Gather every line of the records that contains the string "grass", treating uppercase and lowercase letters as different.
>> START RECORDED DATA
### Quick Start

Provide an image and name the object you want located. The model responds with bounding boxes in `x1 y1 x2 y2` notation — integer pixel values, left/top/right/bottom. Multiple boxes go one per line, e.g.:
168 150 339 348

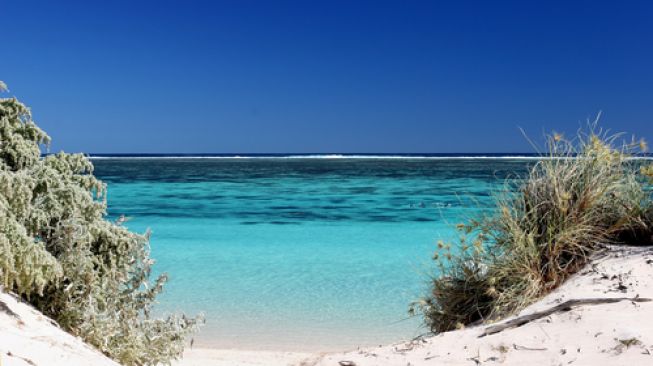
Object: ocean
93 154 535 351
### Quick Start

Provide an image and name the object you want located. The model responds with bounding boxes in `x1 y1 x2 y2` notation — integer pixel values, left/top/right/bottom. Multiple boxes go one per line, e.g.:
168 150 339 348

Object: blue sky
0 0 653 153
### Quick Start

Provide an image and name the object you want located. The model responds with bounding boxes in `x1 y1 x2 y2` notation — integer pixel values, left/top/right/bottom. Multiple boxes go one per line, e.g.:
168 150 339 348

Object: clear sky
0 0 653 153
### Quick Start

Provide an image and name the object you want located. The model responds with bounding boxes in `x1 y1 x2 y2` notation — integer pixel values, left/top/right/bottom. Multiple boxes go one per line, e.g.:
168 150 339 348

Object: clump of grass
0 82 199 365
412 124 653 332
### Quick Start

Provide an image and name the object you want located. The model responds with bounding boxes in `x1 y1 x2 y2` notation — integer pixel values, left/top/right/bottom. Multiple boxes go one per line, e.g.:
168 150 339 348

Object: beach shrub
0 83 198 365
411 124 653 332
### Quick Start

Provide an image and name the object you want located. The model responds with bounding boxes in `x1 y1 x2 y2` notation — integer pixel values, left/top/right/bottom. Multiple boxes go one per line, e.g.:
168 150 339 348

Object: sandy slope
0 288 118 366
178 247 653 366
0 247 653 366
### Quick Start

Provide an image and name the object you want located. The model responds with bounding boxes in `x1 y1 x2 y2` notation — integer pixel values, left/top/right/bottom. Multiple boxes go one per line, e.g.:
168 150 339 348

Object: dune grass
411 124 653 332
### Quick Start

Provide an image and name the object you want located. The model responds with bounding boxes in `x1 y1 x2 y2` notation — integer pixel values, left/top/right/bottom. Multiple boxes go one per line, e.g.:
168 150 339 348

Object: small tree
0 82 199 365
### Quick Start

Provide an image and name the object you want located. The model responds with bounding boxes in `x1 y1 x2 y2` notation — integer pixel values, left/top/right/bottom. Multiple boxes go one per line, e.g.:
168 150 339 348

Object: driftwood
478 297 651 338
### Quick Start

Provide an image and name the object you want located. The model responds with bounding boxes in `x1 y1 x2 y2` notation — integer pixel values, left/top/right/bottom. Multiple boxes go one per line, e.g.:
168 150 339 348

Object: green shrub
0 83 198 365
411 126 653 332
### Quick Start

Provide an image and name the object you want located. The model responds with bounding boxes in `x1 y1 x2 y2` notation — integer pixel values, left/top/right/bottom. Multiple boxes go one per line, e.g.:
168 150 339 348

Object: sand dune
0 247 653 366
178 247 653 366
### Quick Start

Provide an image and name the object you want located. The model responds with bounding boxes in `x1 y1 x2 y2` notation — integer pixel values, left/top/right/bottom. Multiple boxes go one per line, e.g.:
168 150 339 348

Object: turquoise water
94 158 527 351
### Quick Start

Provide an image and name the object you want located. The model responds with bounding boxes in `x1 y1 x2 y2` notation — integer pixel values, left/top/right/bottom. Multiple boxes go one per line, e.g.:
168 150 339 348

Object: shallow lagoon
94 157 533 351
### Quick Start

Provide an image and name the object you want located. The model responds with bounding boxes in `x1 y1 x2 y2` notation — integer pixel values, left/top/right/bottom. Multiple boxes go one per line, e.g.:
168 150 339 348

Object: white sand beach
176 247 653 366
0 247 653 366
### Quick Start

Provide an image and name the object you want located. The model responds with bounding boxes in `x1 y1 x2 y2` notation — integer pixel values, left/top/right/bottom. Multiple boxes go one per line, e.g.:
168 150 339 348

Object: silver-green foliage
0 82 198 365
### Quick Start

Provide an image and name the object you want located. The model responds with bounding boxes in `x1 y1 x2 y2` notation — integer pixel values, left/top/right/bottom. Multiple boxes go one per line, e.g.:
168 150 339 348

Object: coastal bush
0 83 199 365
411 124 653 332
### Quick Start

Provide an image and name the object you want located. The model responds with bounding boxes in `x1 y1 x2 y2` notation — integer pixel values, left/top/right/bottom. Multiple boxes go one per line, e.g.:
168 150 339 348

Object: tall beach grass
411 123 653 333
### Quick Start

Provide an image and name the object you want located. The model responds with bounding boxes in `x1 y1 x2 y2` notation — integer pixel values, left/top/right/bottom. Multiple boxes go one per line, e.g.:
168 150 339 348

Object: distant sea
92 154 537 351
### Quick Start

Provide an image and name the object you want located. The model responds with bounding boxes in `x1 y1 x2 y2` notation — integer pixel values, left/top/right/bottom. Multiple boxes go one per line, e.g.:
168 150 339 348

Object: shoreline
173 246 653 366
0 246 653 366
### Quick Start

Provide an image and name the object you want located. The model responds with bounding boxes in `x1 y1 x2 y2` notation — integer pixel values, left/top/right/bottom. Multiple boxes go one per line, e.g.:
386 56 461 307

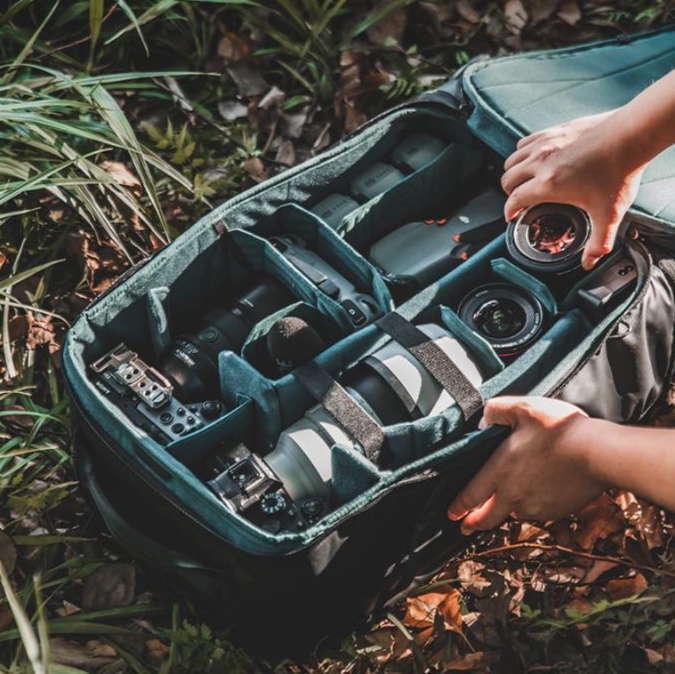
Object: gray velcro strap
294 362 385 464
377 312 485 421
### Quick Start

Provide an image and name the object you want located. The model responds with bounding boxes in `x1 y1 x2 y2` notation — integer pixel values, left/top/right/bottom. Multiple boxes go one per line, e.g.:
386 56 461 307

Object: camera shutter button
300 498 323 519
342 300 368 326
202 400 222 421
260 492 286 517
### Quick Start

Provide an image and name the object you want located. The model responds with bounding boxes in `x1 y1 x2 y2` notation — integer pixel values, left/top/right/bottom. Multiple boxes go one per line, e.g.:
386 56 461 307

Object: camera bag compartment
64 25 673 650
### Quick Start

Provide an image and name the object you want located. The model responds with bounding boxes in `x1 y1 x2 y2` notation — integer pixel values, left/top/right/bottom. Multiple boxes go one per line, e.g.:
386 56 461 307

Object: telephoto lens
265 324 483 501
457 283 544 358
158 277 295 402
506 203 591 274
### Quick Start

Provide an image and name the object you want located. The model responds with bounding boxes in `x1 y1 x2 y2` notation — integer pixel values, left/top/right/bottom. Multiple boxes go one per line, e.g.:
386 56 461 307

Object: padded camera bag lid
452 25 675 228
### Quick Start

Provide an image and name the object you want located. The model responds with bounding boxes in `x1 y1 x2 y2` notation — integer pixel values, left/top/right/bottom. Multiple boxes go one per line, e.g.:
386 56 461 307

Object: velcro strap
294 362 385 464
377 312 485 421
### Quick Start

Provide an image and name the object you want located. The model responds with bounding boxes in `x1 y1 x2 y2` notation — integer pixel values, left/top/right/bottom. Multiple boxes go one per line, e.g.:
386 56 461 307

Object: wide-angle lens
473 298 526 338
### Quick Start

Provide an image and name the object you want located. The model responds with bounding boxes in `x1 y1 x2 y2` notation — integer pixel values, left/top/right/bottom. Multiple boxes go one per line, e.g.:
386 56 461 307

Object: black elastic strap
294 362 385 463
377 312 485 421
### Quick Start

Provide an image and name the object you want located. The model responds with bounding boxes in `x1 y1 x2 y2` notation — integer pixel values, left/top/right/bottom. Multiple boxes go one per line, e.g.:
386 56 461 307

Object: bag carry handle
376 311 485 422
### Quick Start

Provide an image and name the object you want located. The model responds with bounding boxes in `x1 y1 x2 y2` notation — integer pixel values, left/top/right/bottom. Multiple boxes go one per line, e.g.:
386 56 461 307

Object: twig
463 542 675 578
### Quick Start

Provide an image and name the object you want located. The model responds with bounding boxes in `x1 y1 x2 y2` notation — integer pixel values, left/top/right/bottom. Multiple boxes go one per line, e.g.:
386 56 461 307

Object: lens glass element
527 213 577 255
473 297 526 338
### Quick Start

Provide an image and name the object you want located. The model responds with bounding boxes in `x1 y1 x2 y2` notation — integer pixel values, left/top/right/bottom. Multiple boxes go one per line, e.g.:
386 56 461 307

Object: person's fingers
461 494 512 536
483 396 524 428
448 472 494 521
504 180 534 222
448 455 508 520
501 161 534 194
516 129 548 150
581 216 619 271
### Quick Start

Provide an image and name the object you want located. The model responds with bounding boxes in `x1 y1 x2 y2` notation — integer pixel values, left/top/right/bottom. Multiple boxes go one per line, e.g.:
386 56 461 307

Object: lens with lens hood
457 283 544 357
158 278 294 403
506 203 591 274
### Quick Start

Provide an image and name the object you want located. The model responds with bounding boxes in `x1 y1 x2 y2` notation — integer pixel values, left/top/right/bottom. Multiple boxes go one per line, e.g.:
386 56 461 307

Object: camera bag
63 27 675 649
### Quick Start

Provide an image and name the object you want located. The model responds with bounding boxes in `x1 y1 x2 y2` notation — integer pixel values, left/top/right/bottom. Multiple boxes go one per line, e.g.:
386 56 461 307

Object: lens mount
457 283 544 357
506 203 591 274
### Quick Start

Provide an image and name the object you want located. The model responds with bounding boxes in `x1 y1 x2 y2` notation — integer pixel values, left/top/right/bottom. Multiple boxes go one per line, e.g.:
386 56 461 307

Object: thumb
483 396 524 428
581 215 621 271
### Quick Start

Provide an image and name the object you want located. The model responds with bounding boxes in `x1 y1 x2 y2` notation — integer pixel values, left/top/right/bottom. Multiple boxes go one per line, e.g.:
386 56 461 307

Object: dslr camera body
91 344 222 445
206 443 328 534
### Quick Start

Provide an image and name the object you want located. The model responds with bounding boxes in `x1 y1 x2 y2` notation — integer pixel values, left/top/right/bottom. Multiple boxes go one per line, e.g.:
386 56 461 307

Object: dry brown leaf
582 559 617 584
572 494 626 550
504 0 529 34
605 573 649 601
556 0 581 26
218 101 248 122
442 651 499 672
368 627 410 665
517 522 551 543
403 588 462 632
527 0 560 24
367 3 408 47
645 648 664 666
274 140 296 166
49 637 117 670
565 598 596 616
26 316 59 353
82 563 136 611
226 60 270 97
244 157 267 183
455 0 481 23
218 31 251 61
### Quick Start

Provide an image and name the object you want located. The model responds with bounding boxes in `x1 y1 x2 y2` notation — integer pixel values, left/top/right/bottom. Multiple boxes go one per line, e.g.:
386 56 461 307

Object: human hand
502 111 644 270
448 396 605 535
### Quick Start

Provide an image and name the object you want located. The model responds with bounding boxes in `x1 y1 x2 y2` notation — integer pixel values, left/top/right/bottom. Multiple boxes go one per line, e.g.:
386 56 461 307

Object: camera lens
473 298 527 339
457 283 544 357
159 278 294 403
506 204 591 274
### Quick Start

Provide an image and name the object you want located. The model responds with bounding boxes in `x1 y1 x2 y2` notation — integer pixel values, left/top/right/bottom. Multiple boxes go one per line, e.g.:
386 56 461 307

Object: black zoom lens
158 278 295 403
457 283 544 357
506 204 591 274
>> END RECORDED DATA
SOLUTION TO THE PROBLEM:
Object: clump of grass
Object: dune grass
Object: tall beach grass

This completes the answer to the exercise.